__RECORDS SUPPLIED__.
***

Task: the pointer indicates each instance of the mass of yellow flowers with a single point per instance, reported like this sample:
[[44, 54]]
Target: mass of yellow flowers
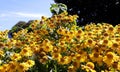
[[57, 44]]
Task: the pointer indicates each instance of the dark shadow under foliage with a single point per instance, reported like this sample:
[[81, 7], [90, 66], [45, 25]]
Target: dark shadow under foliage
[[107, 11]]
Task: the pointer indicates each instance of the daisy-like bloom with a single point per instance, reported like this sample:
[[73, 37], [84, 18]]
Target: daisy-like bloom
[[110, 58], [30, 63], [89, 67], [12, 66], [96, 57], [1, 53], [16, 57], [62, 31], [26, 52], [64, 60], [90, 43], [71, 69], [48, 48], [43, 60], [76, 64], [4, 68], [106, 42], [22, 67], [115, 46], [56, 56], [62, 44], [80, 58]]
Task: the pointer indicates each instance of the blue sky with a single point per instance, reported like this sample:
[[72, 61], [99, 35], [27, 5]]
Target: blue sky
[[12, 11]]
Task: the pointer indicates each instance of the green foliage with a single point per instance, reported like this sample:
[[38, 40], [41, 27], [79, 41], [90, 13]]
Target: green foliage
[[58, 8]]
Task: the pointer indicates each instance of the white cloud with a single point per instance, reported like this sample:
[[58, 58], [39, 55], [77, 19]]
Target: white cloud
[[3, 15], [34, 15], [22, 14]]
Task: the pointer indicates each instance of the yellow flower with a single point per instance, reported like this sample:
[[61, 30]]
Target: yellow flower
[[64, 60], [71, 69], [44, 59], [48, 48], [80, 58], [1, 53], [109, 58], [96, 57], [76, 64], [16, 57], [22, 67], [90, 65], [90, 43], [56, 56], [30, 63], [12, 66]]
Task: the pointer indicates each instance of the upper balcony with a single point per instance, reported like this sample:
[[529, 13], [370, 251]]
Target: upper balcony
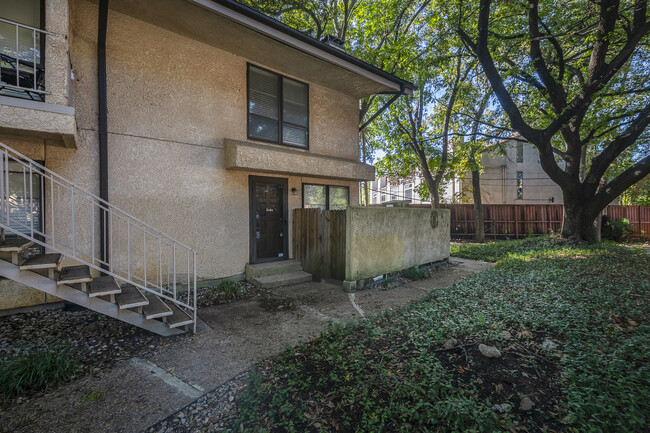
[[35, 73]]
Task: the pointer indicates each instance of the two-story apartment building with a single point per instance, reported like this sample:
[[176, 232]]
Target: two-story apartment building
[[204, 119]]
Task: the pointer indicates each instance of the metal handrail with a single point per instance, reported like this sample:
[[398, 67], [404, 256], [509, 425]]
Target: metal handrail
[[36, 86], [73, 227]]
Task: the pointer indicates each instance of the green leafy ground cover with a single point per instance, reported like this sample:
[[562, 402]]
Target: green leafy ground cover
[[392, 372]]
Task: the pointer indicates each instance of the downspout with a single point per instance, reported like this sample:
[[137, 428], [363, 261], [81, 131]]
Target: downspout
[[402, 89], [103, 127]]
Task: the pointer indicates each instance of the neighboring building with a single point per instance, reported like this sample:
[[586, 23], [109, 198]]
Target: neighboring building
[[387, 190], [220, 120], [515, 177]]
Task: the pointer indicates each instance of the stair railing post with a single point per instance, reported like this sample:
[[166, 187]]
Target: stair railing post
[[194, 291]]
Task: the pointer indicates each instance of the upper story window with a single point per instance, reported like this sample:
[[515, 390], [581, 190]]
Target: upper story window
[[21, 55], [278, 108]]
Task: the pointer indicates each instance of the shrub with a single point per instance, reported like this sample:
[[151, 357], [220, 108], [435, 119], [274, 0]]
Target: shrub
[[44, 367], [620, 230], [415, 273], [230, 289]]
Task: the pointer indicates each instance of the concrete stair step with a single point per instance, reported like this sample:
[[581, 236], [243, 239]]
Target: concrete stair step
[[75, 275], [178, 317], [155, 308], [43, 261], [279, 280], [130, 297], [14, 245], [102, 286], [272, 268]]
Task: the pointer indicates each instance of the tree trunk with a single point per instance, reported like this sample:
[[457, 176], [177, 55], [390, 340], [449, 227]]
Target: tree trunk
[[579, 221], [479, 226]]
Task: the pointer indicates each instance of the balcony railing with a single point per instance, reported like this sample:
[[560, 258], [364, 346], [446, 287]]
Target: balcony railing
[[22, 73]]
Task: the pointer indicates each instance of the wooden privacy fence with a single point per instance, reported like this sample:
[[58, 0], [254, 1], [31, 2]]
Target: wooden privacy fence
[[517, 221], [319, 242]]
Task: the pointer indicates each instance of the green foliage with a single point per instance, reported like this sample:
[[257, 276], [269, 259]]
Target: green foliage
[[620, 230], [415, 273], [230, 289], [44, 367], [381, 374]]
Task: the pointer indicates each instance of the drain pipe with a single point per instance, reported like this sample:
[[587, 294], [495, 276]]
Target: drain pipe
[[402, 90], [103, 126]]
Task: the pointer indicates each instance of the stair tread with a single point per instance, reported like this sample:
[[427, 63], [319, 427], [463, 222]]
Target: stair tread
[[75, 274], [179, 317], [130, 297], [43, 261], [13, 245], [284, 277], [276, 264], [105, 285], [156, 308]]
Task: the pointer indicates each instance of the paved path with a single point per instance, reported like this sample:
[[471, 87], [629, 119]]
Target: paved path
[[138, 393]]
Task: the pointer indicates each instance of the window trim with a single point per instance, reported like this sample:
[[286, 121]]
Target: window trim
[[327, 193], [280, 119]]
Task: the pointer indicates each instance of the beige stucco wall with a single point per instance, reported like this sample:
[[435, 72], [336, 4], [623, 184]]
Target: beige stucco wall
[[172, 101], [380, 240]]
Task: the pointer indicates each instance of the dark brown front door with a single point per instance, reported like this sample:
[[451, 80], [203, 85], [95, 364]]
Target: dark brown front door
[[268, 219]]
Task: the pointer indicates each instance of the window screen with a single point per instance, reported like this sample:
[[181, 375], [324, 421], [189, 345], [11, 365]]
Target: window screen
[[338, 196], [315, 196], [278, 108], [325, 197]]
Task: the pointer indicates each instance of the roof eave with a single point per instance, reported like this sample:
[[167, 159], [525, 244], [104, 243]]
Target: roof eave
[[300, 41]]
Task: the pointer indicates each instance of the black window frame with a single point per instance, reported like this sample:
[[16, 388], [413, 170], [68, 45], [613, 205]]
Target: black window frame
[[520, 185], [280, 120], [327, 192]]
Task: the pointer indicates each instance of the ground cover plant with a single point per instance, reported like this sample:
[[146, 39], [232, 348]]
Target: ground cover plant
[[570, 321], [51, 364]]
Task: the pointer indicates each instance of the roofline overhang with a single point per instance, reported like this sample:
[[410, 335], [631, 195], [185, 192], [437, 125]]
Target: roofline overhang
[[289, 36]]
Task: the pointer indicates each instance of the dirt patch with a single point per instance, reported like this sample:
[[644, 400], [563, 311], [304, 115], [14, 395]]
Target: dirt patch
[[524, 374]]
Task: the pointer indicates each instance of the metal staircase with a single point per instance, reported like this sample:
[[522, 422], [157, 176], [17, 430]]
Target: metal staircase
[[49, 227]]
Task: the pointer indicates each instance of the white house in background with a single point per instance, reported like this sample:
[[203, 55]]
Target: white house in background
[[515, 177], [386, 190]]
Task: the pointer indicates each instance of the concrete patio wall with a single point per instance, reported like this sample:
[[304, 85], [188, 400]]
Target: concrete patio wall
[[382, 240]]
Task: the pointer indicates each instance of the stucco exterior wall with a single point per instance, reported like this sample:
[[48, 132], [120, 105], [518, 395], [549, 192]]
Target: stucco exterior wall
[[172, 101], [382, 240]]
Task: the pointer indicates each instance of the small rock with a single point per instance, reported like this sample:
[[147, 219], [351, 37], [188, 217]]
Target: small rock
[[502, 408], [451, 343], [526, 403], [549, 344], [489, 351]]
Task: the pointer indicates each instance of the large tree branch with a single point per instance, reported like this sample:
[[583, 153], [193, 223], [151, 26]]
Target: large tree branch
[[601, 162], [556, 93], [619, 184]]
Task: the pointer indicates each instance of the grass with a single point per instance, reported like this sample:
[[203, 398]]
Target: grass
[[391, 372], [42, 368]]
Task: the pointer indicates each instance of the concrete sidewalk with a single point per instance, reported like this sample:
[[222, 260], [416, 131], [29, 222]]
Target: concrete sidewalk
[[138, 393]]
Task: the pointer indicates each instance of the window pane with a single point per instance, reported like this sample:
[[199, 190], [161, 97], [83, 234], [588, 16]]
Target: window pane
[[263, 93], [293, 135], [314, 196], [262, 128], [296, 114], [339, 198], [24, 211]]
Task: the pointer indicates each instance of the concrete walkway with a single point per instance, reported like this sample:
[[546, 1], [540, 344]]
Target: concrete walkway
[[140, 392]]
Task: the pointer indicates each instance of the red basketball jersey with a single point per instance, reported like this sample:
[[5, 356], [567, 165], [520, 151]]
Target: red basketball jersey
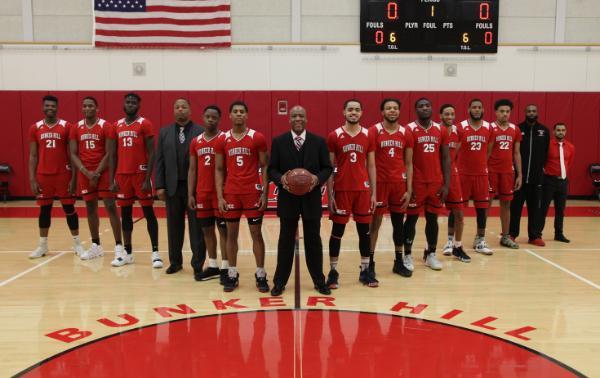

***

__WHAT TO WORK ON__. Reproduce the rows between the line containing "Task: the pointer indicates each instance of the concrete patio" and the line containing "[[172, 101], [382, 240]]", inclusive. Offset every point coordinate in the answers by -44, and leave the requests and their sample coordinates unchanged.

__EXERCISE ANSWER__.
Task: the pointer indicates each instance of the concrete patio wall with a single point per instance, reported like this sample:
[[304, 85], [188, 400]]
Target: concrete patio wall
[[338, 196]]
Task: the pointer indicates each instance of the stucco exterior wall with a single point per instance, reported like this sample:
[[48, 132], [120, 105], [518, 395], [549, 192]]
Target: stucco exterior wall
[[128, 57], [338, 196]]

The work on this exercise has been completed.